FONTE ->
* * * * *

Pois não é vemos um “avoante sobre o minarete do deserto eu”? ou um “eu / a mil milhas distante eu / ” (p. 47) ? que tanto intriga os leitores da agroLírica: o eu se confundindo com a natureza. Como pode um ser de cultura se identificar com as forças da Natureza/ trata-se de fantasia ou algum tipo de idealismo? Parece que os poetas sofrem disso desde o Romantismo. Esquecem-se que tanto nós (os aculturados, civilizados) maltratarmos a Natureza , ela agora se vinga.
A posição que denomino 'agrolírica' é basicamente um novo arcadismo de autores urbanos (com ou não origem interiorana) quando os poetas, vivendo nas selvas de pedra e aço, idealizam liricamente a beleza do meio rural, usam fartas metáforas com searas, frutos, aves, sementes, campos, gramíneas, rios, etc, ansiosos por uma vida no interior enquanto continuam sobreviventes na metrópole...
as folhas que eu piso já não têm a novidade da manhã e estalam
sob os meus pés velhas texturas num derradeiro suspiro de vida
eu penso sobre algo que perdi uma ingenuidade uma capacidade
de sonhar de crer sem perguntar […] não avalio mais as conjecturas,
essa é a hora de ir...
mas para onde?
(“quando os pássaros migram no outono“ p. 39)
No mais é constante uma ideia do deslocamento do eu-lírico, tal qual um poeta gauche num exílio mais íntimo do que exterior (exilado em qualquer parte em qualquer época), assim em “exílio” (p. 25),
“de como depois de banido / fui me arrastando a uma terra estranha”
numa necessidade de se apresentar, se reafirmar, mas sempre em relação a algo ou idealizado ou afastado, em que se espera a 'comunhão' mas esta é feita apenas de palavras, de um discurso que não vai além de si mesmo. Sobra a vontade, o silêncio e a insônia.
É o que percebemos nos poemas plenos do eu-lírico ensimesmado, retratos dos estados de espírito, do modo de ver o mundo, ou em conflito com o mundo,
“e se agora o meu quarto pegasse fogo / minha alma certamente estalaria como as folhas secas” em “vigília” (p. 29)
“dentro de mim uma floresta riso e paraíso
eu / meio grogue eu/ devoto sincero eu / “
em “como fugir daquele que nunca dorme” (p. 47)
“me agiganto esplêndido animal mitológico de mil cabeças.
nesta noite escura o meu nome é sussurro insone imaginação perdição...
meu olhar claro pulso pulsando no meio da noite.” em “palimpsesto” (p. 51)
“onde exausto irei parar/ / com a minha arte acenderei uma pequena fogueira /
e não serão apenas as estrelas / crepitando no breu da noite...” em “náufrago” (p. 61)
“um dia arrebatado pelo vento, parti. Derramando a minha sede sobre
a beleza preferi perder o senso ao paraíso. Mesmo quando as musas
me abandonaram escrevi, violentei todas as linguagens, [...]” (p. 69)

* * * * *

INSTRUÇÃO ESCRITA 1 ->
No texto sobre poesia agrolírica, a posição chamada "agrolírica" é basicamente um novo quê?
O texto sobre poesia agrolírica e a listagem são materiais independentes entre si.

LISTAGEM DO EXERCÍCIO ->

* * * * *

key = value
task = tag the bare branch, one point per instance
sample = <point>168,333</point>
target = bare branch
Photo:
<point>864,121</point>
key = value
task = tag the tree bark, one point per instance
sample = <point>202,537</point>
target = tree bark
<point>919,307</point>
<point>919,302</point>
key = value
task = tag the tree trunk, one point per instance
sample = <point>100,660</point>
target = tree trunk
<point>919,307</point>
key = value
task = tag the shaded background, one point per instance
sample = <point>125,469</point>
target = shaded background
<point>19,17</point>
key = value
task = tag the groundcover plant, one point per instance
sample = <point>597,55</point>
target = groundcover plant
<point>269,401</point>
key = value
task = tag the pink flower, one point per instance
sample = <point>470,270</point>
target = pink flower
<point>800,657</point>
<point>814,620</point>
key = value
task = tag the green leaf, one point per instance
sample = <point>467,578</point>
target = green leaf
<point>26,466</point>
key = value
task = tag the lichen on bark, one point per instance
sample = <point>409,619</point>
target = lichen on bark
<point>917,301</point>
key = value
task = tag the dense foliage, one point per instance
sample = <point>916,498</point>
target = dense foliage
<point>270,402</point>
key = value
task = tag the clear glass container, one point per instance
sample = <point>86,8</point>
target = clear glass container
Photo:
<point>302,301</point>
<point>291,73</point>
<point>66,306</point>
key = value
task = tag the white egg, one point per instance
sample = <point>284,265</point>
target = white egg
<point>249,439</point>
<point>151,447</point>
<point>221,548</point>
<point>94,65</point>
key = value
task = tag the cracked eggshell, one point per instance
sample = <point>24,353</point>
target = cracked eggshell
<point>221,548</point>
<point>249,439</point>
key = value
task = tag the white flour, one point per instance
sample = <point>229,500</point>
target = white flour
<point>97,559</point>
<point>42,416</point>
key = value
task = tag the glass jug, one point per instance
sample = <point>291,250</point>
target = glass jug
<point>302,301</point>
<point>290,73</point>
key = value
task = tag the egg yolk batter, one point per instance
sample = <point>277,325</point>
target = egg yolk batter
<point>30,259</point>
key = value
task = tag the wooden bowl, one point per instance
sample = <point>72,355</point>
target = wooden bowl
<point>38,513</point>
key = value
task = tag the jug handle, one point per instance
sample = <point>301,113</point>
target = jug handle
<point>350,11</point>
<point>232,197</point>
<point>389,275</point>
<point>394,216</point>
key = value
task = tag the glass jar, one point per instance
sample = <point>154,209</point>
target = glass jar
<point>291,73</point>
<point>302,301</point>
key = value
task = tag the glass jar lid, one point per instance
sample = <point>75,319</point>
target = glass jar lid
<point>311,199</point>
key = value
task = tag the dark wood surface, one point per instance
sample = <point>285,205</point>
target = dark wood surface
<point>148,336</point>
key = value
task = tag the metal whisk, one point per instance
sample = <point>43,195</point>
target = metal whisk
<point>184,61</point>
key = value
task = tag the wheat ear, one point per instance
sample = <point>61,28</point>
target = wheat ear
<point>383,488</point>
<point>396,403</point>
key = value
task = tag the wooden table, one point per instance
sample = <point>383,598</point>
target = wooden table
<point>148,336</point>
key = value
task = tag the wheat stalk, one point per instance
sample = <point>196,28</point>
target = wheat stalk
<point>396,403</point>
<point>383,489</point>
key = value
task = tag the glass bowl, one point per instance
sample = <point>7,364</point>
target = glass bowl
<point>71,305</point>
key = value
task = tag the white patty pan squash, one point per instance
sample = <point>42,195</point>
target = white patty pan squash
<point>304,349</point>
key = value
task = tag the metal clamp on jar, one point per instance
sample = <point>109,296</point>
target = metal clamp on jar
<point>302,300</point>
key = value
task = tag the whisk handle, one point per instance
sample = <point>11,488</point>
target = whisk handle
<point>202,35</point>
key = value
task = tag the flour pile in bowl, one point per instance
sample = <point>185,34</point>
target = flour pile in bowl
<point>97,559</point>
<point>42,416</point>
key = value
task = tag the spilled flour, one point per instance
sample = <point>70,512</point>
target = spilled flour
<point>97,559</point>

* * * * *

INSTRUÇÃO ESCRITA 2 ->
Reescreva o trecho da listagem que começa no seu início e termina na linha que contém "<point>919,302</point>", atualizando "one point per instance" para "one point per object" sem alterar mais nada. Apresente apenas esse trecho.

SOLUÇÃO COMPLETA 1 ->
Um novo arcadismo de autores urbanos.

SOLUÇÃO COMPLETA 2 ->
key = value
task = tag the bare branch, one point per object
sample = <point>168,333</point>
target = bare branch
Photo:
<point>864,121</point>
key = value
task = tag the tree bark, one point per object
sample = <point>202,537</point>
target = tree bark
<point>919,307</point>
<point>919,302</point>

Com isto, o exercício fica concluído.